>>>

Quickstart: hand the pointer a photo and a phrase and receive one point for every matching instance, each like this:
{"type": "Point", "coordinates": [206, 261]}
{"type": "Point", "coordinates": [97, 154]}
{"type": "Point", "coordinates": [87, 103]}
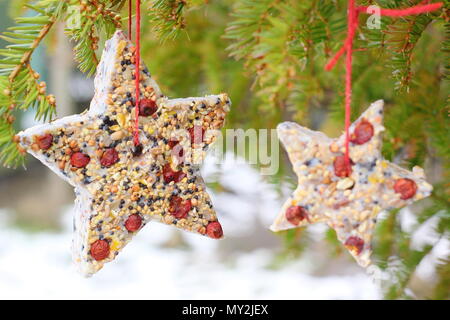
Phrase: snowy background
{"type": "Point", "coordinates": [161, 263]}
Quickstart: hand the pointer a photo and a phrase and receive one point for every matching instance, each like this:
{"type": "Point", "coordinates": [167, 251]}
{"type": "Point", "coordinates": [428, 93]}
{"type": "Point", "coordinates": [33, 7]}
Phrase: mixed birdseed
{"type": "Point", "coordinates": [128, 185]}
{"type": "Point", "coordinates": [346, 195]}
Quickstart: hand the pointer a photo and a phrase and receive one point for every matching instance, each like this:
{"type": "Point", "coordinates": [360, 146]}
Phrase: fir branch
{"type": "Point", "coordinates": [20, 85]}
{"type": "Point", "coordinates": [167, 16]}
{"type": "Point", "coordinates": [90, 19]}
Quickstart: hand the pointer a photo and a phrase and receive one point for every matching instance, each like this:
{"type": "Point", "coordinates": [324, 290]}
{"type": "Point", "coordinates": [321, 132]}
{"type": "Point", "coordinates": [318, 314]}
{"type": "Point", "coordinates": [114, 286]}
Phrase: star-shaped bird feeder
{"type": "Point", "coordinates": [121, 186]}
{"type": "Point", "coordinates": [347, 198]}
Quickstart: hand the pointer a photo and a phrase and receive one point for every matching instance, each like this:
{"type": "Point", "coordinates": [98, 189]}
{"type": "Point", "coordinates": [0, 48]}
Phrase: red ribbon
{"type": "Point", "coordinates": [130, 18]}
{"type": "Point", "coordinates": [137, 64]}
{"type": "Point", "coordinates": [352, 25]}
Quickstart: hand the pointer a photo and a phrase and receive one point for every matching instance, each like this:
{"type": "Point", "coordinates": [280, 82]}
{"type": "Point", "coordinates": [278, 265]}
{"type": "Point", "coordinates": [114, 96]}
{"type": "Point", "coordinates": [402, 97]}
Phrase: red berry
{"type": "Point", "coordinates": [45, 142]}
{"type": "Point", "coordinates": [169, 175]}
{"type": "Point", "coordinates": [109, 157]}
{"type": "Point", "coordinates": [341, 168]}
{"type": "Point", "coordinates": [197, 134]}
{"type": "Point", "coordinates": [147, 107]}
{"type": "Point", "coordinates": [179, 208]}
{"type": "Point", "coordinates": [214, 230]}
{"type": "Point", "coordinates": [406, 187]}
{"type": "Point", "coordinates": [133, 223]}
{"type": "Point", "coordinates": [363, 132]}
{"type": "Point", "coordinates": [173, 143]}
{"type": "Point", "coordinates": [79, 160]}
{"type": "Point", "coordinates": [178, 152]}
{"type": "Point", "coordinates": [355, 244]}
{"type": "Point", "coordinates": [296, 214]}
{"type": "Point", "coordinates": [100, 250]}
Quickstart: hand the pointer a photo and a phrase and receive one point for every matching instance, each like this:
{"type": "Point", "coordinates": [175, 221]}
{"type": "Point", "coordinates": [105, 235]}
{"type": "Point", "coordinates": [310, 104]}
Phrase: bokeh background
{"type": "Point", "coordinates": [251, 262]}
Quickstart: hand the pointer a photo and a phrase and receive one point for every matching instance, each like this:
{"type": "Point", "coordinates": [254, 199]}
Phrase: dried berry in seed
{"type": "Point", "coordinates": [296, 214]}
{"type": "Point", "coordinates": [363, 132]}
{"type": "Point", "coordinates": [406, 187]}
{"type": "Point", "coordinates": [133, 223]}
{"type": "Point", "coordinates": [197, 134]}
{"type": "Point", "coordinates": [179, 208]}
{"type": "Point", "coordinates": [214, 230]}
{"type": "Point", "coordinates": [169, 175]}
{"type": "Point", "coordinates": [341, 167]}
{"type": "Point", "coordinates": [45, 142]}
{"type": "Point", "coordinates": [79, 160]}
{"type": "Point", "coordinates": [100, 250]}
{"type": "Point", "coordinates": [109, 157]}
{"type": "Point", "coordinates": [147, 107]}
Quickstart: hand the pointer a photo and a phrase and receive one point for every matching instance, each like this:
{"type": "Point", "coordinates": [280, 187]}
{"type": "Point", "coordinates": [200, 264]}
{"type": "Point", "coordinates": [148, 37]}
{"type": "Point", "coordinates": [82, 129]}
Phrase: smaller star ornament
{"type": "Point", "coordinates": [121, 186]}
{"type": "Point", "coordinates": [348, 199]}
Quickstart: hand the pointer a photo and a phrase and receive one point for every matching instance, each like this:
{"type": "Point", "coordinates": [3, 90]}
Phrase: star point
{"type": "Point", "coordinates": [347, 199]}
{"type": "Point", "coordinates": [121, 187]}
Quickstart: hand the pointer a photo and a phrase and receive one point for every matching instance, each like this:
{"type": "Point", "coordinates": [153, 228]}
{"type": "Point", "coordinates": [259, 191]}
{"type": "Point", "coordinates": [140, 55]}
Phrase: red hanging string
{"type": "Point", "coordinates": [352, 25]}
{"type": "Point", "coordinates": [137, 72]}
{"type": "Point", "coordinates": [130, 18]}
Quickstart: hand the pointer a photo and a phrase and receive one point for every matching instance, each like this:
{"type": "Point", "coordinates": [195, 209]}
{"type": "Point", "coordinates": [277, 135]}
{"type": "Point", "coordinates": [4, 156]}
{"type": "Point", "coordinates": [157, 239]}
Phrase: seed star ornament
{"type": "Point", "coordinates": [347, 199]}
{"type": "Point", "coordinates": [119, 186]}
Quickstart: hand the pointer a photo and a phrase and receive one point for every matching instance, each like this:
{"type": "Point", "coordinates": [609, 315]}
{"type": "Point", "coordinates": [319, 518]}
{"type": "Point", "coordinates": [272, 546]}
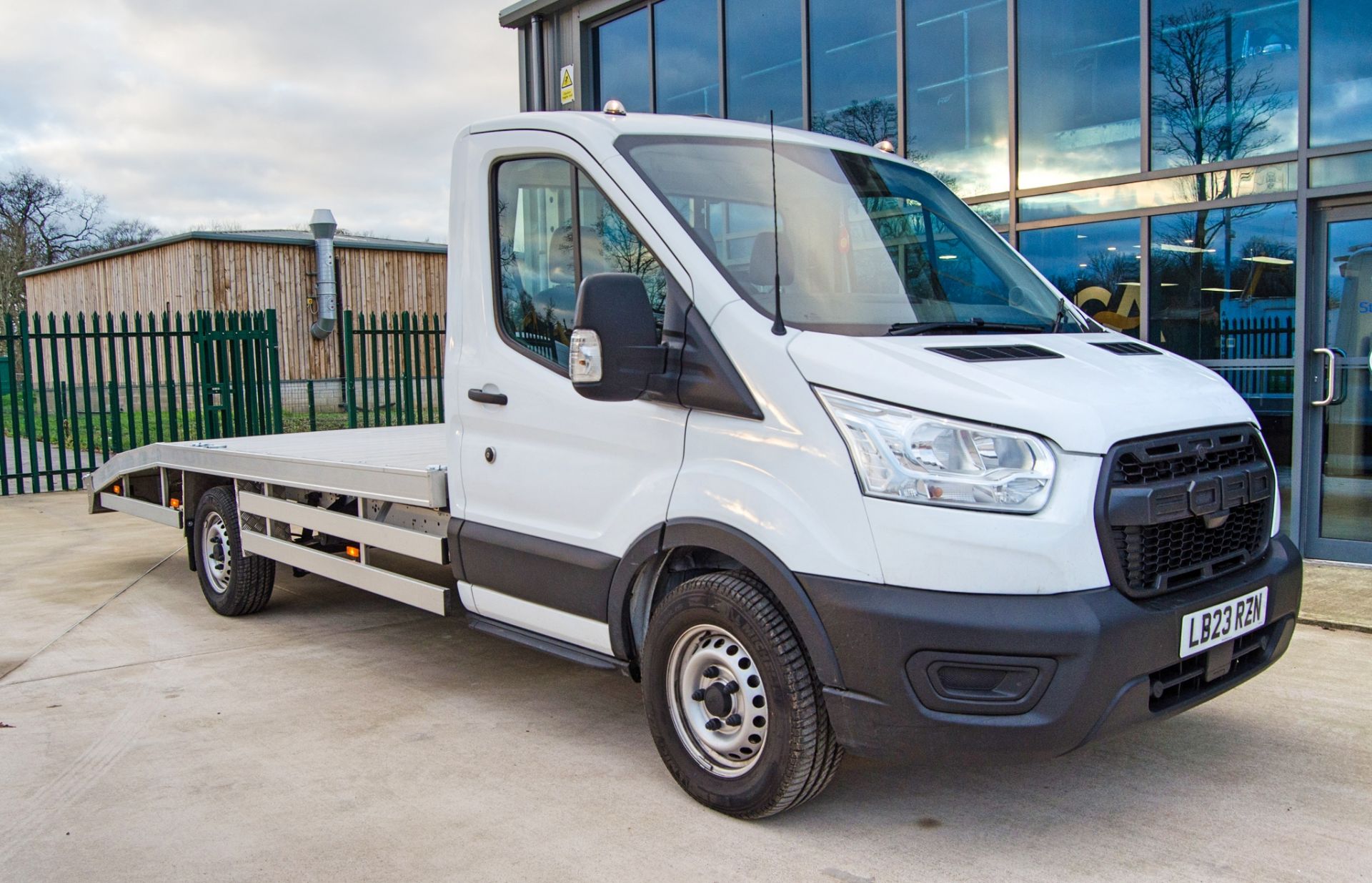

<<<

* **Work to complete**: When you repeat the lines above, keep them exact and leave out each image they contain.

* **Answer for the task**:
Quickstart: hand the pointer a photo and a phrase and receive one point for every matching instance, each like this:
{"type": "Point", "coordinates": [206, 261]}
{"type": "Point", "coordinates": [97, 154]}
{"type": "Point", "coordinates": [87, 103]}
Phrase: snowy background
{"type": "Point", "coordinates": [161, 263]}
Quickstart: hand the pointer a photo and a phrase and receive one point for every matching instance, each like this:
{"type": "Point", "coordinates": [167, 251]}
{"type": "Point", "coordinates": [428, 93]}
{"type": "Point", "coordinates": [33, 7]}
Phrase: mixed birdseed
{"type": "Point", "coordinates": [128, 185]}
{"type": "Point", "coordinates": [346, 195]}
Quickstart: hand the pointer a photo and a phrase and receive one point for every matching instance, each like this:
{"type": "Point", "coordinates": [360, 146]}
Phrase: fir branch
{"type": "Point", "coordinates": [20, 85]}
{"type": "Point", "coordinates": [167, 16]}
{"type": "Point", "coordinates": [90, 19]}
Quickstart: hand the pointer a photo and a phrase and receive one point for every matching instance, each like this:
{"type": "Point", "coordinates": [324, 290]}
{"type": "Point", "coordinates": [321, 132]}
{"type": "Point", "coordinates": [318, 314]}
{"type": "Point", "coordinates": [114, 286]}
Phrase: star-shaped bird feeder
{"type": "Point", "coordinates": [121, 186]}
{"type": "Point", "coordinates": [347, 198]}
Quickstart: hand the pointer a photo and a phrase and receive one point for every matching instance, each like this:
{"type": "Point", "coordinates": [98, 189]}
{"type": "Point", "coordinates": [0, 48]}
Phrase: red ribbon
{"type": "Point", "coordinates": [130, 18]}
{"type": "Point", "coordinates": [137, 64]}
{"type": "Point", "coordinates": [352, 25]}
Quickstart: hand the pointer a photo and a phrase and receive one point for every matching instance, each like this:
{"type": "Point", "coordinates": [280, 82]}
{"type": "Point", "coordinates": [278, 265]}
{"type": "Point", "coordinates": [114, 96]}
{"type": "Point", "coordinates": [402, 97]}
Phrase: red berry
{"type": "Point", "coordinates": [45, 142]}
{"type": "Point", "coordinates": [169, 175]}
{"type": "Point", "coordinates": [109, 157]}
{"type": "Point", "coordinates": [341, 168]}
{"type": "Point", "coordinates": [197, 134]}
{"type": "Point", "coordinates": [147, 107]}
{"type": "Point", "coordinates": [179, 208]}
{"type": "Point", "coordinates": [214, 230]}
{"type": "Point", "coordinates": [406, 187]}
{"type": "Point", "coordinates": [133, 223]}
{"type": "Point", "coordinates": [363, 132]}
{"type": "Point", "coordinates": [173, 143]}
{"type": "Point", "coordinates": [79, 160]}
{"type": "Point", "coordinates": [178, 152]}
{"type": "Point", "coordinates": [355, 244]}
{"type": "Point", "coordinates": [296, 214]}
{"type": "Point", "coordinates": [100, 250]}
Quickstart: hand the pointer a photo and a phrase and receive one point for every matching instance, each like this:
{"type": "Point", "coordinates": [175, 221]}
{"type": "Point", "coordinates": [105, 235]}
{"type": "Point", "coordinates": [310, 104]}
Phrase: bokeh background
{"type": "Point", "coordinates": [251, 262]}
Quickstart: hand the pointer a photo and a phrase and receive one point for every matching instance, each like this:
{"type": "Point", "coordinates": [254, 199]}
Phrase: dried berry in seed
{"type": "Point", "coordinates": [296, 214]}
{"type": "Point", "coordinates": [363, 132]}
{"type": "Point", "coordinates": [406, 187]}
{"type": "Point", "coordinates": [133, 223]}
{"type": "Point", "coordinates": [197, 134]}
{"type": "Point", "coordinates": [179, 208]}
{"type": "Point", "coordinates": [214, 230]}
{"type": "Point", "coordinates": [169, 175]}
{"type": "Point", "coordinates": [341, 167]}
{"type": "Point", "coordinates": [45, 142]}
{"type": "Point", "coordinates": [79, 160]}
{"type": "Point", "coordinates": [100, 250]}
{"type": "Point", "coordinates": [109, 157]}
{"type": "Point", "coordinates": [147, 107]}
Quickstart: hand the pointer a photo and a phrase and receive one point for every matching instance, each like this:
{"type": "Point", "coordinates": [280, 187]}
{"type": "Point", "coordinates": [200, 264]}
{"type": "Point", "coordinates": [148, 37]}
{"type": "Point", "coordinates": [82, 129]}
Phrase: smaller star ornament
{"type": "Point", "coordinates": [121, 186]}
{"type": "Point", "coordinates": [348, 199]}
Quickstart: hand the pointer a photo and a phrase and receive one point for every matching instance, each like this:
{"type": "Point", "coordinates": [3, 90]}
Phrase: star point
{"type": "Point", "coordinates": [347, 199]}
{"type": "Point", "coordinates": [121, 187]}
Quickstart: hand the pointer a photo and a phrase and receive one point for every matching instance, each like this:
{"type": "Point", "coordinates": [153, 228]}
{"type": "Point", "coordinates": [259, 191]}
{"type": "Point", "coordinates": [140, 55]}
Phrase: red hanging string
{"type": "Point", "coordinates": [352, 25]}
{"type": "Point", "coordinates": [137, 72]}
{"type": "Point", "coordinates": [130, 18]}
Quickstart: hand the pointer a photo and a phrase and receive one point for every matching instance, each like this:
{"type": "Point", "coordinates": [195, 209]}
{"type": "Point", "coordinates": [277, 135]}
{"type": "Point", "coordinates": [4, 156]}
{"type": "Point", "coordinates": [157, 239]}
Phrase: seed star ornament
{"type": "Point", "coordinates": [347, 199]}
{"type": "Point", "coordinates": [119, 186]}
Quickstart: hand the pointer a photo and a phrase and receive one point for every matching instance, each like this:
{"type": "Point", "coordinates": [609, 315]}
{"type": "Point", "coordinates": [319, 518]}
{"type": "Point", "coordinates": [272, 546]}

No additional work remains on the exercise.